Work to be completed:
Pictures do not belong in the copy; quote every entry below exactly.

Data excerpts:
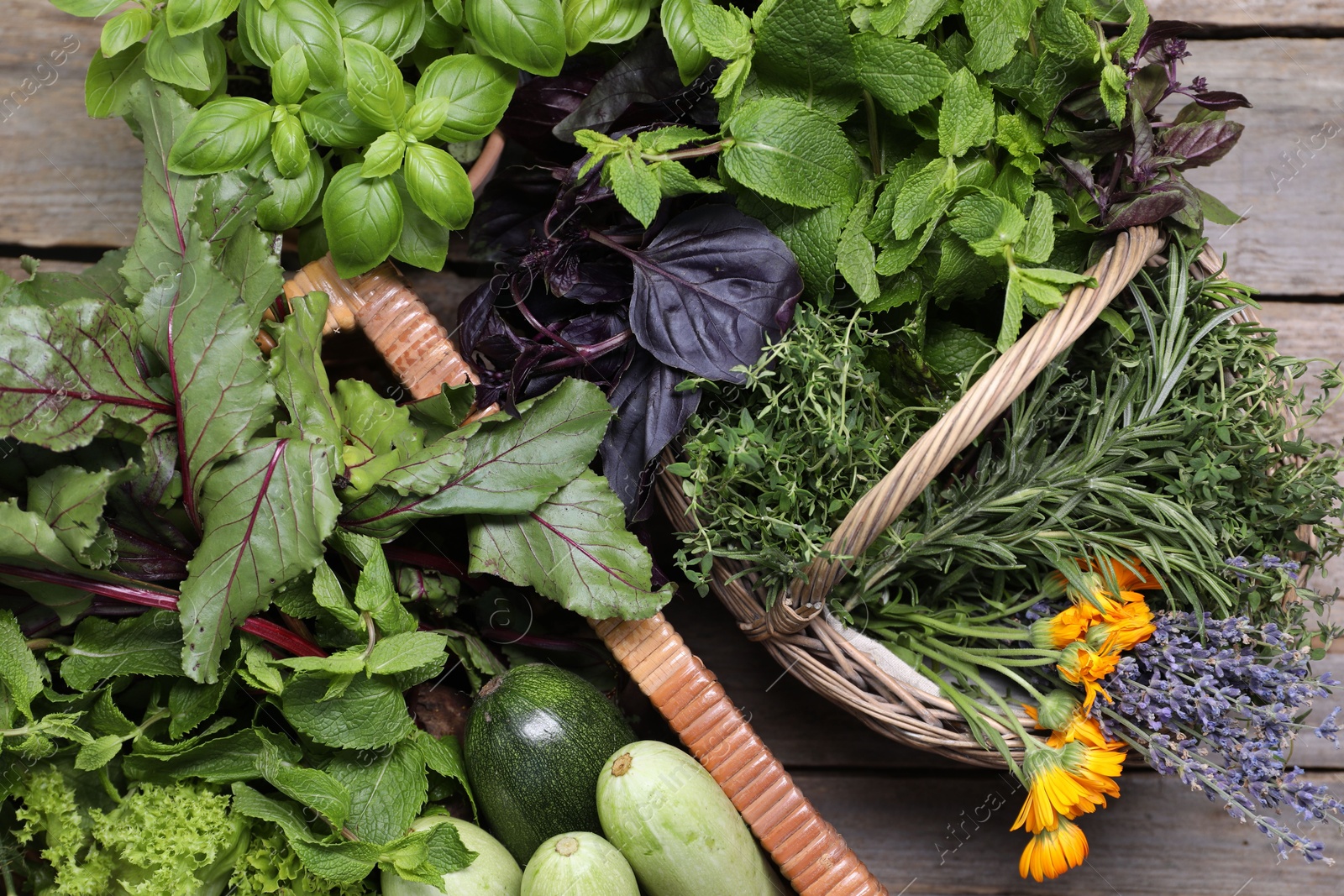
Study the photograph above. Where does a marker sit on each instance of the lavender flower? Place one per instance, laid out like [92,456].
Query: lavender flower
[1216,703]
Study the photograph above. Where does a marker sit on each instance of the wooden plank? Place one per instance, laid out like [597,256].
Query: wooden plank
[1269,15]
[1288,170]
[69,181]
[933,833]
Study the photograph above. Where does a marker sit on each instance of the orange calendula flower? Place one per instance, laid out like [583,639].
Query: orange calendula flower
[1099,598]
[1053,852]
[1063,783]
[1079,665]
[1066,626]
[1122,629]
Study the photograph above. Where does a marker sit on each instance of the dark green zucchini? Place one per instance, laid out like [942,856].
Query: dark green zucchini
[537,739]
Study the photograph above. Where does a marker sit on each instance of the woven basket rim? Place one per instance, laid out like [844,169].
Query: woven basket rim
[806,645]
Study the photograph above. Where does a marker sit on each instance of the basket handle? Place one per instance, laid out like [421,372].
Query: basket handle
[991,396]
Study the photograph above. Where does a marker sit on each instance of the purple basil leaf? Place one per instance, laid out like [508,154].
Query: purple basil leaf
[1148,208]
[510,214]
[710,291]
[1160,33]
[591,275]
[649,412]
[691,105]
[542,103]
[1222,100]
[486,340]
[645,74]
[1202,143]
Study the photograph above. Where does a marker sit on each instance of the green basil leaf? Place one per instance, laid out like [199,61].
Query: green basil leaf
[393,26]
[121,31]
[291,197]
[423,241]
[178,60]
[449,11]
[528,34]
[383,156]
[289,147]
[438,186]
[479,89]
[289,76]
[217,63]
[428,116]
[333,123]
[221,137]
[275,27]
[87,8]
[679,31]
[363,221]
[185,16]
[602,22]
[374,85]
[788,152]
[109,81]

Written answer:
Study the photograph above. Where does a marker sit on each instance of the lavender flower? Place one per instance, laid out like [92,456].
Query: lavender flower
[1216,703]
Study the photograph above. Where does a marker sit on each instance of the wooden plank? Place one per instance, laid out like [597,256].
Query: wooden plank
[1269,15]
[1288,170]
[69,181]
[933,833]
Study the photograph above. Where does a marker sit on each instance of the orange calendula flower? Place one per instance, laid out like [583,639].
Query: orange calendula flower
[1099,598]
[1053,852]
[1063,783]
[1079,665]
[1066,626]
[1122,629]
Study the photograph above. Where does a marker sit on each instance of the dark green zucchini? Place one per instance, laid out like [942,856].
Query: dark green zucchini
[537,739]
Study the photograph above. Where does a marker sit on each instance of the woven basket rim? Place one per instance, laid out like [844,169].
Query: woven basket rim
[806,645]
Study the photograph above. Where does a marker sit on each instance of the basket handle? Place one per instance, laid out like [421,372].
Query: basket handle
[991,396]
Study the photograph above. Where does a marker sit on each instance of the purple basil leaf? Place one per instance, laid out like [508,154].
Query: purple basil leaf
[1148,208]
[510,214]
[710,291]
[1160,33]
[591,275]
[649,412]
[691,105]
[542,103]
[1222,100]
[486,340]
[645,74]
[1202,143]
Study the photograph above. Where does a marker sit on each instance of the green basil leaf? Place one per instance, laid out like [199,61].
Query: green basil leaf
[393,26]
[121,31]
[291,197]
[423,241]
[178,60]
[449,11]
[528,34]
[383,156]
[289,147]
[438,186]
[479,89]
[289,76]
[217,63]
[428,116]
[333,123]
[221,137]
[275,27]
[87,8]
[679,31]
[363,221]
[185,16]
[602,22]
[374,85]
[788,152]
[109,81]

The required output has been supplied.